══ THE RECORDS ══

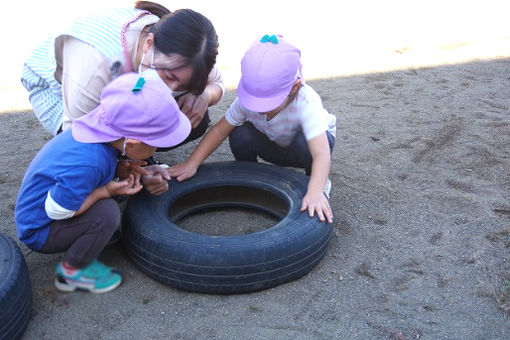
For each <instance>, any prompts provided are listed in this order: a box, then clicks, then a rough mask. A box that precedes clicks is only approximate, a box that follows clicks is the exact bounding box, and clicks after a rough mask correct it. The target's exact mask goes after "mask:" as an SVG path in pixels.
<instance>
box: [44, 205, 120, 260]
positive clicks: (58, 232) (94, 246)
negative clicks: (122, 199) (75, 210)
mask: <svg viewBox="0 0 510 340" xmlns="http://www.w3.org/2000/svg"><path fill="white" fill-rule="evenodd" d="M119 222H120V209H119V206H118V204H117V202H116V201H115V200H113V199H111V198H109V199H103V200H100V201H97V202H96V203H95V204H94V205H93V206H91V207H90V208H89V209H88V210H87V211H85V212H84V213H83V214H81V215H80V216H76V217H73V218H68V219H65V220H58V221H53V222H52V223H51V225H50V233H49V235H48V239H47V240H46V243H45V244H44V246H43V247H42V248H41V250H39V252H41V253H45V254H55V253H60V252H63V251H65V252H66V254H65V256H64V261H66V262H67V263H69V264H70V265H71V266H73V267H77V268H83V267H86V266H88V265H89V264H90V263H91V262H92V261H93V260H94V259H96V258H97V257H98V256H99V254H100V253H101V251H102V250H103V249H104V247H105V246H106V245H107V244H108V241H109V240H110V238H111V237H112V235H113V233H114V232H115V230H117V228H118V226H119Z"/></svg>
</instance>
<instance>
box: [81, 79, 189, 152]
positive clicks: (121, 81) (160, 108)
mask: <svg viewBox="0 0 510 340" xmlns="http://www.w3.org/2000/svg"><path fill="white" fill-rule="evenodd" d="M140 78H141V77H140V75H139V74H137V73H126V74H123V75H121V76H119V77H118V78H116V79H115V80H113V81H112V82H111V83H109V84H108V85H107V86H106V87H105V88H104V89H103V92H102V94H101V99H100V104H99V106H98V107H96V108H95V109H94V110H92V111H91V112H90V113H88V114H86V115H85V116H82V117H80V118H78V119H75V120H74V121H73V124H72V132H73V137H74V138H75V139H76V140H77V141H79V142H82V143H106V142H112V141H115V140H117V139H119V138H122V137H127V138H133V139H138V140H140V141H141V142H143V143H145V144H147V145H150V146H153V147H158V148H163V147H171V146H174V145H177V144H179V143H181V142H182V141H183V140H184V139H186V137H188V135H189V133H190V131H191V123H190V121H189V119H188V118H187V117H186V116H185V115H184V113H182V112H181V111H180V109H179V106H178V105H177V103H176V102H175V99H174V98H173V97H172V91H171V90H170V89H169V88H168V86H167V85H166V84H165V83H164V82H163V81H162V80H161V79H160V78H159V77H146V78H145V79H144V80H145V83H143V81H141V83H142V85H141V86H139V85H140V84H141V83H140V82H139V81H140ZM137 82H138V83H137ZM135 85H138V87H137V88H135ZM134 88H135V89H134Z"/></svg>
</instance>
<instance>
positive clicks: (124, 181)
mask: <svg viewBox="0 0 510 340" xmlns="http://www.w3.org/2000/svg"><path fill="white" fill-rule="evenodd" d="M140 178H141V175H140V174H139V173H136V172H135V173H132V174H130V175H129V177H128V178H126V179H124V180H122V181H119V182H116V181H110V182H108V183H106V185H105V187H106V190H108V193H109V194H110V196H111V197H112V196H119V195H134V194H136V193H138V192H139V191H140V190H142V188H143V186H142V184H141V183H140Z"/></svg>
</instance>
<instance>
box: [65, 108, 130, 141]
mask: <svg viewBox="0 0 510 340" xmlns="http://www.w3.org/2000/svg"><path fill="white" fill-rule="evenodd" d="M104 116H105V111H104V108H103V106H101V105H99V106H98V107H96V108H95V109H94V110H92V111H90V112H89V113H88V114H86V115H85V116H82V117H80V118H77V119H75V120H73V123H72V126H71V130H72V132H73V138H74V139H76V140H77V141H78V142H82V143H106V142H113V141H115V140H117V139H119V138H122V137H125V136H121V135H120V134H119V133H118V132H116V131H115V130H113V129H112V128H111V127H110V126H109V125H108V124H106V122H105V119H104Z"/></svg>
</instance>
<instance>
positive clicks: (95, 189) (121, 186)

═══

EXERCISE DIRECTIONS:
Turn every line of the items above into a numbered list, skipping any blank lines and leaving out the pictures.

EXERCISE OUTPUT:
1. For each <instance>, any prompts provided are listed in this order: a box, then clicks, then a rough mask. A box that precedes clicks is only approximate, a box that follows clicks is the exact bounding box, and clicks after a rough mask correct it. The target's exact mask goes after "mask:" as an SVG path in pixels.
2. <instance>
3. box: [44, 205, 120, 260]
4. positive clicks: (58, 232) (94, 246)
5. negative clicks: (122, 199) (75, 210)
6. mask: <svg viewBox="0 0 510 340" xmlns="http://www.w3.org/2000/svg"><path fill="white" fill-rule="evenodd" d="M119 222H120V209H119V206H118V204H117V202H116V201H115V200H113V199H111V198H109V199H103V200H100V201H97V202H96V203H95V204H94V205H93V206H91V207H90V208H89V209H88V210H87V211H85V212H84V213H83V214H81V215H80V216H76V217H73V218H68V219H65V220H58V221H53V222H52V223H51V225H50V233H49V235H48V239H47V240H46V243H45V244H44V246H43V247H42V248H41V250H39V252H41V253H45V254H55V253H60V252H63V251H65V252H66V254H65V256H64V261H66V262H67V263H69V264H70V265H71V266H73V267H77V268H83V267H86V266H88V265H89V264H90V263H91V262H92V261H93V260H94V259H96V258H97V257H98V256H99V254H100V253H101V251H102V250H103V249H104V247H105V246H106V245H107V244H108V241H109V240H110V238H111V237H112V235H113V233H114V232H115V230H117V228H118V226H119Z"/></svg>
7. </instance>
8. <instance>
9. box: [81, 79, 189, 152]
10. positive clicks: (121, 81) (160, 108)
11. mask: <svg viewBox="0 0 510 340" xmlns="http://www.w3.org/2000/svg"><path fill="white" fill-rule="evenodd" d="M140 78H141V77H140V75H139V74H137V73H126V74H123V75H121V76H119V77H118V78H116V79H115V80H113V81H112V82H111V83H109V84H108V85H107V86H106V87H105V88H104V89H103V92H102V94H101V99H100V104H99V106H98V107H96V108H95V109H94V110H92V111H91V112H90V113H88V114H86V115H85V116H82V117H80V118H78V119H75V120H74V121H73V124H72V132H73V137H74V138H75V139H76V140H77V141H79V142H82V143H106V142H112V141H115V140H117V139H119V138H122V137H127V138H133V139H138V140H140V141H141V142H143V143H145V144H147V145H150V146H153V147H158V148H163V147H171V146H174V145H177V144H179V143H181V142H182V141H183V140H184V139H186V137H188V135H189V133H190V131H191V123H190V121H189V119H188V118H187V117H186V116H185V115H184V113H182V112H181V111H180V109H179V106H178V105H177V103H176V102H175V99H174V98H173V97H172V91H171V90H170V89H169V88H168V86H167V85H166V84H165V83H164V82H163V81H162V80H161V79H160V78H159V77H146V78H145V79H144V80H145V83H143V81H141V83H142V85H141V86H139V85H140V84H141V83H140V82H139V81H140ZM137 82H138V83H137ZM135 85H138V87H137V88H135ZM134 88H135V89H134Z"/></svg>
12. </instance>
13. <instance>
14. positive clicks: (124, 181)
15. mask: <svg viewBox="0 0 510 340" xmlns="http://www.w3.org/2000/svg"><path fill="white" fill-rule="evenodd" d="M140 178H141V175H140V174H139V173H136V172H135V173H132V174H130V175H129V177H128V178H126V179H124V180H122V181H119V182H116V181H110V182H108V183H106V185H105V187H106V190H108V193H109V194H110V196H111V197H112V196H119V195H134V194H136V193H138V192H139V191H140V190H142V188H143V186H142V184H141V183H140Z"/></svg>
16. </instance>
17. <instance>
18. box: [65, 108, 130, 141]
19. mask: <svg viewBox="0 0 510 340" xmlns="http://www.w3.org/2000/svg"><path fill="white" fill-rule="evenodd" d="M104 116H105V111H104V108H103V106H101V105H99V106H98V107H96V108H95V109H94V110H92V111H90V112H89V113H88V114H86V115H85V116H82V117H80V118H77V119H75V120H73V123H72V126H71V130H72V132H73V138H74V139H76V140H77V141H78V142H82V143H106V142H113V141H115V140H117V139H119V138H122V137H125V136H121V135H120V134H119V133H118V132H116V131H115V130H113V129H112V128H111V127H110V126H109V125H108V124H106V122H105V119H104Z"/></svg>
20. </instance>
21. <instance>
22. positive clicks: (95, 189) (121, 186)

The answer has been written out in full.